*Input records*.
_ _ _
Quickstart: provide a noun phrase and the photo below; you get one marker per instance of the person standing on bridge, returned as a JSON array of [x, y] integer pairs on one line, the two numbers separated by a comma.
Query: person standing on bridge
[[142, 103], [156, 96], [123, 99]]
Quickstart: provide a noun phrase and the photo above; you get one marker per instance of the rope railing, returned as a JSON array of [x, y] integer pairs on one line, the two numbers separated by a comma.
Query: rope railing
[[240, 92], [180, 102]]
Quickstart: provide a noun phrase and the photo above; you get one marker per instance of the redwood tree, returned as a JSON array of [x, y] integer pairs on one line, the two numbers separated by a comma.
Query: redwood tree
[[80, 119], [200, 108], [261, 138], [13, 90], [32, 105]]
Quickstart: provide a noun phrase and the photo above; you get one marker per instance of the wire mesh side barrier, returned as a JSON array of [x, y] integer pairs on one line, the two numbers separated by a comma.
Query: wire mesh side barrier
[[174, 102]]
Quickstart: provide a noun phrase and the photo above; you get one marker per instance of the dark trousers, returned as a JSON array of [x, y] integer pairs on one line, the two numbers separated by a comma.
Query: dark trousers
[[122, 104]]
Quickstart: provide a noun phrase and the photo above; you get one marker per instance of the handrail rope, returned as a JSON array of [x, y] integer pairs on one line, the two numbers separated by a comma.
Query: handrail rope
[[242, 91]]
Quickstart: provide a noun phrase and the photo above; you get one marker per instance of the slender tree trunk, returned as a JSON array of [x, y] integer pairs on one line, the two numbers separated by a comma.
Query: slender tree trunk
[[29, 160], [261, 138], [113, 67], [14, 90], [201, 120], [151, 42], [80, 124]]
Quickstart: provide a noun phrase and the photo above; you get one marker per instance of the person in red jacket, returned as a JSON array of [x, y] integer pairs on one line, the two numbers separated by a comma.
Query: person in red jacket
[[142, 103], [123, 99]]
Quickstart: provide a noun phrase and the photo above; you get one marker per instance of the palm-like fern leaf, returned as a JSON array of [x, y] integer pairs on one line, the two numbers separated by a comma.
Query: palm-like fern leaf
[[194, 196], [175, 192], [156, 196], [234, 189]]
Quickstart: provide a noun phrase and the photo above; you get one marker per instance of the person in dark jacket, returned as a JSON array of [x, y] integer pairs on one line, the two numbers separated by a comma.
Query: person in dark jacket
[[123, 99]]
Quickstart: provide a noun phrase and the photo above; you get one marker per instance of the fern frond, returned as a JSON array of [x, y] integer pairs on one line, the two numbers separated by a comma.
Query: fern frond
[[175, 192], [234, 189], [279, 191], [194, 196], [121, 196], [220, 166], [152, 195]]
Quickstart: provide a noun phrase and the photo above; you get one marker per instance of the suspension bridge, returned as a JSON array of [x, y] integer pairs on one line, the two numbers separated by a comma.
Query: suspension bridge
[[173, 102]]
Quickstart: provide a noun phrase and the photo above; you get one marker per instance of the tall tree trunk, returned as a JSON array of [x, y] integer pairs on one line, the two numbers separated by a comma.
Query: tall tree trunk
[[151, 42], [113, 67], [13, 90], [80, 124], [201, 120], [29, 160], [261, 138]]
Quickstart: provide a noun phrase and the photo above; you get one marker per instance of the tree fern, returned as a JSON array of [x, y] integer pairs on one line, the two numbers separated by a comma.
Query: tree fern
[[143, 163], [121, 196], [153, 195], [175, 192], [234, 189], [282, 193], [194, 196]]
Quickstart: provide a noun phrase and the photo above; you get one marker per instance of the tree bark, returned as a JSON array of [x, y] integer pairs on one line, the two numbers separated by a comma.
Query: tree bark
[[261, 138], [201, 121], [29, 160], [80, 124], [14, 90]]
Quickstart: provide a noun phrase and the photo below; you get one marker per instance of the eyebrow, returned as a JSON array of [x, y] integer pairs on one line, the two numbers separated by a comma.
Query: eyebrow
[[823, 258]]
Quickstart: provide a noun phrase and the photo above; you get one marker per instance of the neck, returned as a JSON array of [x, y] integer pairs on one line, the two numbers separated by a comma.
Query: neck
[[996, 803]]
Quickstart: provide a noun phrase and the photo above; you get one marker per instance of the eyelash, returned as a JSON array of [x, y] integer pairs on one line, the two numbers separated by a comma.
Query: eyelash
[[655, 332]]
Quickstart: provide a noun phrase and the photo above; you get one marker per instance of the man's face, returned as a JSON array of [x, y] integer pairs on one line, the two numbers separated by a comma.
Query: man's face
_ _ _
*Task prompt*. Quote the data above in full, changing nothing.

*Response*.
Quickstart: provide a noun phrase and the photo below; you get one marker per instance of the person standing on bridge, returned as a JSON array of [x, y] integer pairs on one line, the two numbers separated by a comma.
Query: person standing on bridge
[[142, 103], [156, 96], [123, 99]]
Quickstart: provide a noun phrase and the photo above; you get one marker per instance of the rope railing, returned as a JSON array of [x, y] integer pairs on one line, the two numbers separated by a comma.
Query: rope railing
[[240, 92], [180, 102]]
Quickstart: provide a noun phrase and the photo above; you get one marker per instance of the redwood tree, returned as a JSON array of [x, y] integer pairs on one line, the two numbers separated by a comma.
Query: redwood tree
[[80, 119], [200, 108], [261, 138], [13, 90], [32, 105]]
Quickstart: provide a noun phrase and the photo above; you get one marker per instance of the wire mesh side barrier, returned as a JSON array of [x, y] integer pairs on one line, the two numbers separated by a comma.
Query: wire mesh side barrier
[[174, 102]]
Quickstart: provide a noun phrase and the photo above; you get one marker per instance of the dark trousers, returned as a JSON array of [x, y] integer pairs on one line, the two numbers separated by a comma.
Query: dark trousers
[[122, 104]]
Quickstart: provide a noun phrase and the photo above; you get one marker per instance of the handrail rope, returned as a JSON array of [x, y] integer pairs on one line, the two numbers separated by a comma.
Query: handrail rope
[[242, 91]]
Quickstart: provide a noun phrase and the photo above; you get one marker per instance of the slender tree trunk, returned as a JSON array of [x, y] integer pairs on one line, the two numbers separated by a comma.
Query: slender tree trunk
[[29, 160], [261, 138], [113, 67], [14, 90], [201, 120], [151, 42], [80, 124]]
Quickstart: provide a noun phrase and the photo above; you get one marker per instance of the person in red jacket, returned as a JSON array of [x, y] integer pairs on one line, the two numbers separated by a comma.
Query: person in red jacket
[[142, 103], [123, 99]]
Quickstart: provide a noun phrase and the photo above; you get one marker per instance of the palm-like fern leaf, returned as a JSON array of [x, y] integer pairs on one line, the two numbers separated by a comma.
Query: palm-like fern leaf
[[194, 196], [175, 192], [156, 196], [234, 189]]
Quickstart: provide a noun phrase and the photo above; you get one marker per instance of the person in dark jacket, returned as a JSON array of [x, y] integer pairs on one line, the two numbers separated by a comma.
Query: person in dark jacket
[[123, 99]]
Quickstart: provide a noun phrase and the photo above; you get one marker per instance of the fern frond, returned as a JSON array of [x, y] integer pairs on one line, the two numbers separated by a comma.
Query: fern frond
[[175, 192], [234, 189], [279, 191], [194, 196], [121, 196], [220, 166], [152, 195]]
Quickstart: provide a noun phrase and the photo above; you get one marker per instance of the suspension bridge, returned as a JSON array of [x, y] integer pairs on one line, the two numbers separated by a comma.
Query: suspension bridge
[[173, 102]]
Quickstart: provide a noun phrase and the photo above; you get one marker per instance of the tall tree trunk, returned as a JSON array of [x, y] integer pairs on one line, the two numbers separated by a comma.
Query: tall tree trunk
[[151, 42], [113, 67], [13, 90], [80, 124], [201, 120], [29, 160], [261, 138]]
Quickstart: provide a noun phrase and the photo above; you get one marker per instance of the tree fern, returned as a JSON array of [x, y] integer pairs on one line, the two numbers separated by a comma.
Query: tree fern
[[143, 163], [121, 196], [153, 195], [175, 192], [234, 189], [282, 193], [194, 196]]
Quickstart: provide a noun phrase and the photo above; you get one marker per instance of the tree bark, returned as a JSON array of [x, y] integer pairs on one line, the two numbers separated by a comma.
Query: tree bark
[[261, 138], [201, 121], [29, 160], [80, 124], [14, 90]]
Quickstart: provide a noun phrase and the photo below; you get one marker per instance of the eyebrow, returned as a JSON array of [x, y] integer pairs on one line, the two numbers separated by a comma.
Query: eyebrow
[[823, 258]]
Quickstart: provide a noun phrase and the photo above; you get one marker per instance of the neck, returned as a JSON array of [x, y] integer pairs on one line, the two numbers separated by a comma.
Query: neck
[[996, 803]]
Quickstart: provide a noun phrase and the photo above; you get one marker per instance of the eyelash, returned as a JSON array of [x, y] integer pairs on one line, the two numbers separated by a comma.
Query: eyelash
[[655, 332]]
Quickstart: provide a noun phrase and the photo above; you get one marker per instance of the man's face, returned as a JSON array of [x, y] integer pairs on one line, the two numbers separated by a comma.
Query: man's face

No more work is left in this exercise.